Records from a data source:
----
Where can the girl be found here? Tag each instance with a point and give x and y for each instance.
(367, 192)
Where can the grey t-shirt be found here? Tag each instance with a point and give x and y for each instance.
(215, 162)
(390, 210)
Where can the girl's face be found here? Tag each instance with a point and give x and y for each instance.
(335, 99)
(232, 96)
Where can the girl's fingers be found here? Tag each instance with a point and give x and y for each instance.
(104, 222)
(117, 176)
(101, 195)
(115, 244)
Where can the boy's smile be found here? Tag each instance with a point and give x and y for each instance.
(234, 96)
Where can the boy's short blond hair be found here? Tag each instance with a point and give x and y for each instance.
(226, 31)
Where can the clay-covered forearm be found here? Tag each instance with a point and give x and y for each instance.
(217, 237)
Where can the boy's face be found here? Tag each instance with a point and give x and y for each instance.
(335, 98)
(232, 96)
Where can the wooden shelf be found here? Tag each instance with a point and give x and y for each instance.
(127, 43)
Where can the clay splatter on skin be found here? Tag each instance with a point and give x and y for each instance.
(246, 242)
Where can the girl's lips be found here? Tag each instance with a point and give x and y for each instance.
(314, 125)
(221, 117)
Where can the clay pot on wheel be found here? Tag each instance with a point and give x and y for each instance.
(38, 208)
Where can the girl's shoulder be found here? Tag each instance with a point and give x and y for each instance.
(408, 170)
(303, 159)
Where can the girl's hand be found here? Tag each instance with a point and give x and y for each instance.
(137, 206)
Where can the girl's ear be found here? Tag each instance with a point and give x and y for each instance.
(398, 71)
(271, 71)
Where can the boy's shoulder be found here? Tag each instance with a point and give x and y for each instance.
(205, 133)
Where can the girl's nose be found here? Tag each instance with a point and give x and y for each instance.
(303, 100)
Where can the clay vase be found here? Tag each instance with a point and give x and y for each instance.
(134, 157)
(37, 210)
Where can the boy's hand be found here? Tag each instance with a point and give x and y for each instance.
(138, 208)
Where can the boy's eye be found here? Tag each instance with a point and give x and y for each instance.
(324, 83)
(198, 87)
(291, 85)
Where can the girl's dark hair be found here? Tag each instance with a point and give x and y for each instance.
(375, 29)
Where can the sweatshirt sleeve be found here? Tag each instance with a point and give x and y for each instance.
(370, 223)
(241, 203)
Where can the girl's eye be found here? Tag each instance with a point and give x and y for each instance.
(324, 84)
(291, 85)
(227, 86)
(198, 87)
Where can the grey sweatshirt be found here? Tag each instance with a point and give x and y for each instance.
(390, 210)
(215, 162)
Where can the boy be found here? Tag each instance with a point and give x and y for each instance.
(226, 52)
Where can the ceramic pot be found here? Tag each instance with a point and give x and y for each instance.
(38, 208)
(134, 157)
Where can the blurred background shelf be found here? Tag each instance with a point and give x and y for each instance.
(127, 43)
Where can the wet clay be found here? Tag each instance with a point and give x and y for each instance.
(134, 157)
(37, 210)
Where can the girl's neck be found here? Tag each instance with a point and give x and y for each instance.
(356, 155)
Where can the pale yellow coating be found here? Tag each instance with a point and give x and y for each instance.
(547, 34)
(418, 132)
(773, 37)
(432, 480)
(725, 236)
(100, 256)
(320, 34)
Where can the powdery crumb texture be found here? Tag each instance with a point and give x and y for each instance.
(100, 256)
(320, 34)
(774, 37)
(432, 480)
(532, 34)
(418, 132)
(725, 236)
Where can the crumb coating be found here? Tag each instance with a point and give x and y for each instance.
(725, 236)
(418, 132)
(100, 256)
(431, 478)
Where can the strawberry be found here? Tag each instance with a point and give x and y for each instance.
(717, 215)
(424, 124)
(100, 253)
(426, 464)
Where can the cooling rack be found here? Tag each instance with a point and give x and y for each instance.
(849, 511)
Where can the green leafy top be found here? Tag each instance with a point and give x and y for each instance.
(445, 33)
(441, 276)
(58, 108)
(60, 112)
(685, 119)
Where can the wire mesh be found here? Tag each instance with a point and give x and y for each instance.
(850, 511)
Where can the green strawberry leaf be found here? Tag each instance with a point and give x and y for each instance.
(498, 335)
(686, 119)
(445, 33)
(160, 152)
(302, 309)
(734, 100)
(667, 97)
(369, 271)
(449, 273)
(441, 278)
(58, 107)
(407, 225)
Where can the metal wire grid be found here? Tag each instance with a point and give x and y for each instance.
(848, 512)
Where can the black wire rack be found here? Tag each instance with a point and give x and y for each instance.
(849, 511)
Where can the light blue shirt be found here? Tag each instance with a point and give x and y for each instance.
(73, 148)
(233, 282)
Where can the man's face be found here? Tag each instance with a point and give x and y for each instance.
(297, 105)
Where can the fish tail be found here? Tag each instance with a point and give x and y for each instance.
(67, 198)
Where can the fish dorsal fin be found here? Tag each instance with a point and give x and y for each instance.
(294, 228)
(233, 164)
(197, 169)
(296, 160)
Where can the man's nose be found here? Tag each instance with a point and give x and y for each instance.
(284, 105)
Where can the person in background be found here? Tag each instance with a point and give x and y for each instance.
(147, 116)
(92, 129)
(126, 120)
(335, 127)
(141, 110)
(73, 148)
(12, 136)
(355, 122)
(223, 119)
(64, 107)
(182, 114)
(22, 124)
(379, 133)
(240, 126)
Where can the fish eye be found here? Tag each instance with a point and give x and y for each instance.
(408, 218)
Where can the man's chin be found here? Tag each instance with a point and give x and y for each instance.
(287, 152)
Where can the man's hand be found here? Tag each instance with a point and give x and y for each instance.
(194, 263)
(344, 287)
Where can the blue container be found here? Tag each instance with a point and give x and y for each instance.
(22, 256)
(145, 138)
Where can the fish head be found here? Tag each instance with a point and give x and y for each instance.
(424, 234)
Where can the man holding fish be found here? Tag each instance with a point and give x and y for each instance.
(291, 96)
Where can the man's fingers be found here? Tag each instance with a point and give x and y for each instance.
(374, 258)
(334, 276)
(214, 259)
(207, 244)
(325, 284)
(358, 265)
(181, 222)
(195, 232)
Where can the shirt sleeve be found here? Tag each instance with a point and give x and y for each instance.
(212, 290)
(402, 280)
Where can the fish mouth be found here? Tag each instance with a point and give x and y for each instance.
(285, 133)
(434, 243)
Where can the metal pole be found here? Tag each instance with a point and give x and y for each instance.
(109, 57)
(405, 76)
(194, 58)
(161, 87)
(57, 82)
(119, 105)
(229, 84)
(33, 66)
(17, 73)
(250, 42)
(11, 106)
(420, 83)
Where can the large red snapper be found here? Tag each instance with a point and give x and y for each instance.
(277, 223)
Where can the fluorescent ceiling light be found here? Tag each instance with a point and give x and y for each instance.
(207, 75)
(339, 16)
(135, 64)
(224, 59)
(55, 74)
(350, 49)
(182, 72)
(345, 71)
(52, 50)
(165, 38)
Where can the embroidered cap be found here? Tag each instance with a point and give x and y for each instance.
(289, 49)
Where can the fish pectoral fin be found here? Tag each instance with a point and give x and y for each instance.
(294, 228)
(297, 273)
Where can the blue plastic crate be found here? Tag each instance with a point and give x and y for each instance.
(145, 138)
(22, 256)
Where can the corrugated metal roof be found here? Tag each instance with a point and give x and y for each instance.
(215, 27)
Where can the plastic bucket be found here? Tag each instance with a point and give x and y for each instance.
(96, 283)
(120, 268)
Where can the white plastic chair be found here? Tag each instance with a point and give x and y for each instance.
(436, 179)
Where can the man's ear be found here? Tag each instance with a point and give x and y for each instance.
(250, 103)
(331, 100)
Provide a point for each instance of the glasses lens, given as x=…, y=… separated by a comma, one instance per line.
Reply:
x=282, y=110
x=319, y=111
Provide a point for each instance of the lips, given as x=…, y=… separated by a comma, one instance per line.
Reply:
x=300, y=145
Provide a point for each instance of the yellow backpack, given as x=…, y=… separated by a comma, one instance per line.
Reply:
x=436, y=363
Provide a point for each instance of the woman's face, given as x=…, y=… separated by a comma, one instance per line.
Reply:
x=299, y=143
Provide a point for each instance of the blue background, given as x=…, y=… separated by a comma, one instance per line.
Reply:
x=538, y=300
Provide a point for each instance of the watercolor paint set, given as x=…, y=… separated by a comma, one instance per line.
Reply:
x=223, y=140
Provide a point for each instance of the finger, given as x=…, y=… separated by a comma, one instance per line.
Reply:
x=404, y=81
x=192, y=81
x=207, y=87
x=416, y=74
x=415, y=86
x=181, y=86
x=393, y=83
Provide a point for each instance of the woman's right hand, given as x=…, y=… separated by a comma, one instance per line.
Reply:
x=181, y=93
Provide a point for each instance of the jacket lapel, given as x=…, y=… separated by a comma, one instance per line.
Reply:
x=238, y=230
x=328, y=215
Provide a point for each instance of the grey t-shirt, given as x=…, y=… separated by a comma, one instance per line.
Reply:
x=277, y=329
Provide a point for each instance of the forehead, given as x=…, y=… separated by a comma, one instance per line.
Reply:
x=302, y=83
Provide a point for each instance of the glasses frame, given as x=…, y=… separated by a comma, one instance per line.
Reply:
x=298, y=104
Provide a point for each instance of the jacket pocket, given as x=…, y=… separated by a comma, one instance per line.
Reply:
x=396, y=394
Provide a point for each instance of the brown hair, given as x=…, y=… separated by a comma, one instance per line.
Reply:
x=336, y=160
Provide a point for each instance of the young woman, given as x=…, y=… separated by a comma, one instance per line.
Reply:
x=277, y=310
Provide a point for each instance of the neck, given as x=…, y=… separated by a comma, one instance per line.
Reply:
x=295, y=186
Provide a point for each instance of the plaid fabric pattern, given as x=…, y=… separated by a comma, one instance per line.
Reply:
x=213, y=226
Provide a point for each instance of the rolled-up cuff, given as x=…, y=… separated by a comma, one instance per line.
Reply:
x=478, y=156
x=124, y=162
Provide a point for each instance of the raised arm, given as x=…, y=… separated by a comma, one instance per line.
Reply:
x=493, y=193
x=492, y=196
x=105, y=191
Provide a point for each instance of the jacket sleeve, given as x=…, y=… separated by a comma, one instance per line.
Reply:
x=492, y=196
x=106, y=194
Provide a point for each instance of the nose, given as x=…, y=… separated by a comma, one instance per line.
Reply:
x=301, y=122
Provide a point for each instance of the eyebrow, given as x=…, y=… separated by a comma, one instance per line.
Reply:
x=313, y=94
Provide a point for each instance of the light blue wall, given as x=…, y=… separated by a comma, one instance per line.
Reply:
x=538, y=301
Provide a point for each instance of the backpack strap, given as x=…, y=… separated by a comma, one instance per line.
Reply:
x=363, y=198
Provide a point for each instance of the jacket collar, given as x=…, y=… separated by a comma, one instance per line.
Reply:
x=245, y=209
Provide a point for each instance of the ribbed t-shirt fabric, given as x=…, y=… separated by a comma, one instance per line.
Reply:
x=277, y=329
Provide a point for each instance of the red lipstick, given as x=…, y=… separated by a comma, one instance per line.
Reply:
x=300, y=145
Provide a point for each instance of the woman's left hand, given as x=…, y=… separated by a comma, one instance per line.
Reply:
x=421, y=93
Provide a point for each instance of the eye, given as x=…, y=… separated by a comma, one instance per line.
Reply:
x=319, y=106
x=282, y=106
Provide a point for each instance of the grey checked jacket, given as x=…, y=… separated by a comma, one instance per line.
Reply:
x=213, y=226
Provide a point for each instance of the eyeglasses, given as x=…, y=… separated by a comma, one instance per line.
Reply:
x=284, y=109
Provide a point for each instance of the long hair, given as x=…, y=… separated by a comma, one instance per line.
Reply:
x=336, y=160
----
Brief: Copy whichever lines of the records above contain the word "backpack".

Written response:
Provide a point for each instance of the yellow backpack, given as x=…, y=… separated by a comma, one instance per line.
Provide a point for each instance of the backpack strap, given as x=…, y=… separated by a comma, one instance per line.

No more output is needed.